RECORDED INFORMATION:
════════════════════
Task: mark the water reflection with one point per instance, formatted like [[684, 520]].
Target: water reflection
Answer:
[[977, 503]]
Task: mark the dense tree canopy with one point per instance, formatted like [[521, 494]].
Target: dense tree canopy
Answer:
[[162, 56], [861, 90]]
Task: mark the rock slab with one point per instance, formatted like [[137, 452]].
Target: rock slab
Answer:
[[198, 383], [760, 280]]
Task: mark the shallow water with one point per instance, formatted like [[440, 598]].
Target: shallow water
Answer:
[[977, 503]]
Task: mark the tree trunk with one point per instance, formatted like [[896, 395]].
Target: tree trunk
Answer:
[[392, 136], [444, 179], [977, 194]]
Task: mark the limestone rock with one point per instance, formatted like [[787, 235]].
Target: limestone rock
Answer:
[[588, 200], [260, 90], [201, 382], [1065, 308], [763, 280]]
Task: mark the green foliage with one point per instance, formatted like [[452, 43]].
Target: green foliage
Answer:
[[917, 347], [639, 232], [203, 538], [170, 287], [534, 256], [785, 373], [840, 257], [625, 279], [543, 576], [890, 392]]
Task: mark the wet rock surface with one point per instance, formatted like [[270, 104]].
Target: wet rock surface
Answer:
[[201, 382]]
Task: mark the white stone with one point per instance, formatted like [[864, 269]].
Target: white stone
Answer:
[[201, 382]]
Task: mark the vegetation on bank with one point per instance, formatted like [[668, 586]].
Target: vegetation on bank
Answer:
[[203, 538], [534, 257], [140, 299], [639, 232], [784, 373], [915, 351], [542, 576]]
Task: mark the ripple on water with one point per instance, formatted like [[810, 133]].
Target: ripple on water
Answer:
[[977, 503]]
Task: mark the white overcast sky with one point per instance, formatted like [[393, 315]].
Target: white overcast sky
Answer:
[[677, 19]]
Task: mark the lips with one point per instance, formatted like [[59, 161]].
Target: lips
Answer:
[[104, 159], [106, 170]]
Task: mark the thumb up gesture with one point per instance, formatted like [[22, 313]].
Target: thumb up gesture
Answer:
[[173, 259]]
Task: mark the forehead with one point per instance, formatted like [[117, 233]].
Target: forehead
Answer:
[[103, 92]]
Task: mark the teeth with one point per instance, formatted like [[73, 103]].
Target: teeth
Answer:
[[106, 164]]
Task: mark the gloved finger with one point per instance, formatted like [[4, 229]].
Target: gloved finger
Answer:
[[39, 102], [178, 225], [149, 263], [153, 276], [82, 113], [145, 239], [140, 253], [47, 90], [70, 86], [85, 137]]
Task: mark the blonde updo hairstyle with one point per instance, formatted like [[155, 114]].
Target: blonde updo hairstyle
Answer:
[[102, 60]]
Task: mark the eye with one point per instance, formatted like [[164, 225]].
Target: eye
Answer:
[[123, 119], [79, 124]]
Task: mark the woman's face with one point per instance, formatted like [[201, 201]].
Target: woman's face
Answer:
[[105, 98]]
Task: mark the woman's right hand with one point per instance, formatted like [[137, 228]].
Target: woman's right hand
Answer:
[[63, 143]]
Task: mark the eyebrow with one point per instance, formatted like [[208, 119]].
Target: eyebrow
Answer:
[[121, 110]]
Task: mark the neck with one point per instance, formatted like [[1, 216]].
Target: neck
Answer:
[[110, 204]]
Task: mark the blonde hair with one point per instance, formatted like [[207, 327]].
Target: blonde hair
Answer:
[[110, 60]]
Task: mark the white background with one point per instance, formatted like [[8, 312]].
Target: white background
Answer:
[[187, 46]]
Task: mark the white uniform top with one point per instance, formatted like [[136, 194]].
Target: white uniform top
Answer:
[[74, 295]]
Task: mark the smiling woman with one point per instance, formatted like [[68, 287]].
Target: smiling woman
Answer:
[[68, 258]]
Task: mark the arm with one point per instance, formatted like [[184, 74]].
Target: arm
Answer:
════════════════════
DIRECTIONS FOR THIS TASK:
Output all of the data above as a JSON list of strings, one string per line, with blank lines omitted.

THE SOLUTION:
[
  "Task: mark the water reflection with one point per instance, formatted like [[684, 520]].",
  "Target: water reflection",
  "Answer:",
  "[[977, 503]]",
  "Task: mark the dense tree canopy with one point per instance, formatted like [[521, 494]].",
  "Target: dense tree canopy",
  "Answer:",
  "[[162, 56], [861, 90]]",
  "Task: mark the rock slab with one point per instance, formatted like [[137, 452]].",
  "Target: rock slab",
  "Answer:",
  "[[198, 383], [760, 280]]",
  "Task: mark the shallow water with one point per instance, formatted like [[440, 598]].",
  "Target: shallow water",
  "Answer:",
  "[[977, 503]]",
  "Task: mark the tree trunk with one point per instance, formatted like [[896, 395]].",
  "Target: tree trunk",
  "Answer:",
  "[[392, 136], [444, 179], [977, 194]]",
  "Task: mark the limestone rock with one point per instance, formatted like [[787, 235]].",
  "Target: limestone rock",
  "Answer:",
  "[[588, 200], [260, 90], [201, 382], [1065, 308], [763, 280]]",
  "Task: mark the green foliage with one point per instance, formatted like [[452, 43]].",
  "Target: green foliage",
  "Answer:",
  "[[917, 347], [639, 232], [203, 538], [170, 287], [534, 256], [785, 373], [840, 257], [625, 279], [543, 576], [890, 392]]",
  "Task: mark the wet rock surface with one point per instance, formatted like [[270, 104]].",
  "Target: wet rock surface",
  "Answer:",
  "[[201, 382]]",
  "Task: mark the white stone with one point per instance, formatted like [[864, 269]].",
  "Target: white stone",
  "Answer:",
  "[[201, 382]]",
  "Task: mark the vegetation on bank with one point per instance, formatted like [[668, 586]].",
  "Target: vegetation on bank",
  "Answer:",
  "[[203, 538], [534, 257], [140, 299], [639, 232], [784, 373], [915, 351], [542, 576]]",
  "Task: mark the ripple on water with one point per instance, formatted like [[810, 133]].",
  "Target: ripple on water",
  "Answer:",
  "[[977, 503]]",
  "Task: mark the white overcast sky with one point per instance, formatted like [[393, 315]].",
  "Target: white overcast sky",
  "Answer:",
  "[[677, 19]]",
  "Task: mark the lips with one point per instance, formatted like [[59, 161]].",
  "Target: lips",
  "Answer:",
  "[[104, 159], [106, 170]]",
  "Task: mark the thumb up gesture with one point per instance, formatted like [[22, 313]].",
  "Target: thumb up gesture",
  "Answer:",
  "[[173, 259]]",
  "Task: mark the forehead with one point per instance, formatted like [[117, 233]].",
  "Target: forehead",
  "Answer:",
  "[[103, 92]]",
  "Task: mark the teeth with one point per instance, formatted like [[73, 103]].",
  "Target: teeth",
  "Answer:",
  "[[106, 164]]",
  "Task: mark the gloved finger with one point per instance, formatted like [[4, 229]].",
  "Target: gloved finger",
  "Answer:",
  "[[39, 102], [178, 225], [149, 263], [153, 276], [82, 113], [145, 239], [140, 253], [47, 90], [70, 86], [85, 137]]",
  "Task: mark the blonde updo hairstyle with one point per instance, formatted like [[155, 114]].",
  "Target: blonde updo hairstyle",
  "Answer:",
  "[[102, 60]]",
  "Task: mark the eye with one point per instance, formatted like [[164, 225]].",
  "Target: eye",
  "Answer:",
  "[[123, 119], [79, 124]]",
  "Task: mark the woman's face with one point per instance, formatted like [[201, 201]].",
  "Target: woman's face",
  "Answer:",
  "[[105, 98]]",
  "Task: mark the woman's right hand with one point per instance, formatted like [[137, 228]].",
  "Target: woman's right hand",
  "Answer:",
  "[[63, 143]]",
  "Task: mark the eyebrow with one point per instance, formatted like [[208, 119]].",
  "Target: eyebrow",
  "Answer:",
  "[[121, 110]]",
  "Task: mark the neck with one point per instance, formatted like [[1, 216]].",
  "Target: neck",
  "Answer:",
  "[[110, 204]]",
  "Task: mark the blonde hair with one point per instance, formatted like [[207, 327]].",
  "Target: blonde hair",
  "Answer:",
  "[[110, 60]]",
  "Task: mark the white background with one point per instance, formatted like [[8, 312]].",
  "Target: white background",
  "Answer:",
  "[[187, 46]]",
  "Task: mark the white uniform top with one point per instance, formatted like [[136, 194]].",
  "Target: white uniform top",
  "Answer:",
  "[[74, 295]]",
  "Task: mark the smiling woman with one point per instance, formatted like [[68, 287]].",
  "Target: smiling woman",
  "Answer:",
  "[[68, 258]]",
  "Task: mark the arm with one point per instance, formatted like [[184, 74]].",
  "Target: arm",
  "Answer:"
]